**RECORDS PROVIDED**
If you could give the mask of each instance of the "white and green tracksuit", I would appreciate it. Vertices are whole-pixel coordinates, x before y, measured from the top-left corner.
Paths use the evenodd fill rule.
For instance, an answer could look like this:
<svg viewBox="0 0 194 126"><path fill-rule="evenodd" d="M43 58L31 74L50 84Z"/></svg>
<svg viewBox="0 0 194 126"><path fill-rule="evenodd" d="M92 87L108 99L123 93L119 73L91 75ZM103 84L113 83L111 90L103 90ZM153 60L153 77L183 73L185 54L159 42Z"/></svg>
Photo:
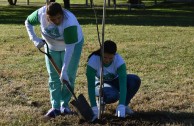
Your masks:
<svg viewBox="0 0 194 126"><path fill-rule="evenodd" d="M64 9L64 18L59 26L48 22L46 18L46 6L34 11L28 16L25 25L30 39L36 37L33 26L39 25L42 38L48 43L49 52L57 66L61 69L61 77L69 81L74 89L76 72L80 60L84 37L81 26L76 17ZM52 108L68 106L71 93L60 82L49 59L46 57L46 67L49 74L49 90Z"/></svg>
<svg viewBox="0 0 194 126"><path fill-rule="evenodd" d="M98 93L95 93L96 85L100 82L100 72L101 72L101 60L100 56L98 55L92 55L90 59L88 60L87 68L86 68L86 76L88 81L88 95L90 99L91 106L96 106L96 96L98 96ZM115 81L118 79L118 83L116 83L116 86L119 87L120 90L120 97L119 97L119 104L125 104L126 102L126 93L127 93L127 73L126 73L126 65L123 60L123 58L116 53L113 61L108 64L104 65L103 67L103 79L104 83L108 83L111 81ZM112 90L112 88L110 89ZM109 93L109 91L104 92L105 94L108 93L108 95L112 95ZM111 97L114 97L111 96ZM104 99L106 101L106 99Z"/></svg>

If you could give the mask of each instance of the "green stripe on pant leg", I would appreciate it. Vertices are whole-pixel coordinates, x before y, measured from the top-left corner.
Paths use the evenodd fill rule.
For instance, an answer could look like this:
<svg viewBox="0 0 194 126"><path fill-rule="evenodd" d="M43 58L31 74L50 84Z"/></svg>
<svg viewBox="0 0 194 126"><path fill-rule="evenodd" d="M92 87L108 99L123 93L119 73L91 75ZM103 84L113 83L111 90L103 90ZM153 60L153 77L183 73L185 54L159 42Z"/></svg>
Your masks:
<svg viewBox="0 0 194 126"><path fill-rule="evenodd" d="M64 56L64 51L52 51L49 50L51 57L53 58L56 65L61 68L63 59L61 59L61 55ZM61 82L59 79L59 75L54 69L53 65L49 61L48 57L46 58L46 67L49 74L49 91L50 91L50 100L52 108L60 108L60 100L61 100Z"/></svg>
<svg viewBox="0 0 194 126"><path fill-rule="evenodd" d="M72 59L69 63L69 67L67 69L67 75L69 76L69 81L71 82L71 87L74 90L74 83L75 83L75 78L76 78L76 73L81 57L81 52L82 52L82 46L83 46L84 40L82 42L77 43L75 45L75 49L72 55ZM64 85L62 88L62 106L66 107L68 106L68 102L71 99L71 93L68 91L66 86Z"/></svg>

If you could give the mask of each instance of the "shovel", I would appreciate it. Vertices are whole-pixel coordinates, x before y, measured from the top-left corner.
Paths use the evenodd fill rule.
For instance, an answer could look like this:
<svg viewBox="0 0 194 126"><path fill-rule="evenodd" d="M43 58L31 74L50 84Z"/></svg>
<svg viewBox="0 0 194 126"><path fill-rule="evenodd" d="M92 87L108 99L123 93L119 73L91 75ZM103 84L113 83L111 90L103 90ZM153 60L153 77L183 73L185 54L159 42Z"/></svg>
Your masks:
<svg viewBox="0 0 194 126"><path fill-rule="evenodd" d="M57 65L55 64L53 58L49 54L48 44L46 42L45 42L45 44L46 44L47 52L44 52L41 49L39 49L39 51L48 56L51 64L53 65L53 67L57 71L58 75L60 76L61 70L57 67ZM74 100L72 100L70 103L77 110L79 118L83 119L83 120L86 120L86 121L89 121L89 122L92 122L94 114L93 114L93 111L92 111L90 105L86 101L86 98L84 97L84 95L80 94L77 98L75 93L73 92L73 89L71 88L70 84L67 81L62 82L62 83L65 84L65 86L67 87L67 89L69 90L69 92L72 94L72 96L74 98Z"/></svg>

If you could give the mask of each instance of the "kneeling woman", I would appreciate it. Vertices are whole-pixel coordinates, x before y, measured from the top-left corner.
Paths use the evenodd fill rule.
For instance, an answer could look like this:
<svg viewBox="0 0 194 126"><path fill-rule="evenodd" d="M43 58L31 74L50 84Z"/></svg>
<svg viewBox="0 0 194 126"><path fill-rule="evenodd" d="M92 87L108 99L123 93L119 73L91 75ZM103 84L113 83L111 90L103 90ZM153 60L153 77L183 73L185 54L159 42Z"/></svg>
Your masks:
<svg viewBox="0 0 194 126"><path fill-rule="evenodd" d="M115 42L110 40L104 42L103 101L105 104L111 104L119 100L116 115L118 117L125 117L126 114L133 114L128 105L137 93L141 80L137 75L127 74L125 62L116 52L117 46ZM96 118L99 111L96 96L99 96L100 57L100 49L90 54L86 69L89 100Z"/></svg>

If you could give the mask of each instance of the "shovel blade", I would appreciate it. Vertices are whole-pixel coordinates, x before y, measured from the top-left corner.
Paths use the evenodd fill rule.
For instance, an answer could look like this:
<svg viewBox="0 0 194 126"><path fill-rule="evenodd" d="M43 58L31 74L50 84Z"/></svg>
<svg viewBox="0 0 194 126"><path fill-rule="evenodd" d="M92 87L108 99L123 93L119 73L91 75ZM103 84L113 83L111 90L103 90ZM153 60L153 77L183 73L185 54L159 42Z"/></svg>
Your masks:
<svg viewBox="0 0 194 126"><path fill-rule="evenodd" d="M78 115L81 119L92 121L94 114L83 94L80 94L77 100L72 100L70 103L77 110Z"/></svg>

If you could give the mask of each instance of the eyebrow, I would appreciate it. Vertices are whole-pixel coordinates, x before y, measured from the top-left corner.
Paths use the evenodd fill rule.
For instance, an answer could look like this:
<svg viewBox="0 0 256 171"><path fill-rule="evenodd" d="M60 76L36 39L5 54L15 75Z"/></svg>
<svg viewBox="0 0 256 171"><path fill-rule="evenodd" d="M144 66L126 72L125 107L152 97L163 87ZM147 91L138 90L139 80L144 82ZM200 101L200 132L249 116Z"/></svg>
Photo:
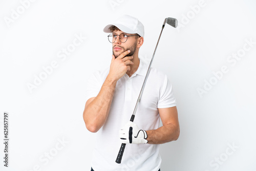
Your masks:
<svg viewBox="0 0 256 171"><path fill-rule="evenodd" d="M113 33L113 34L116 34L116 32L112 32L112 33ZM122 32L122 33L120 33L120 34L123 34L123 34L127 34L127 33L126 33Z"/></svg>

**AIM OF THE EXERCISE**
Count the lines of the material above that contain the string "shovel", treating uppercase and lowercase as different, and reply with the number alone.

**SOLUTION**
2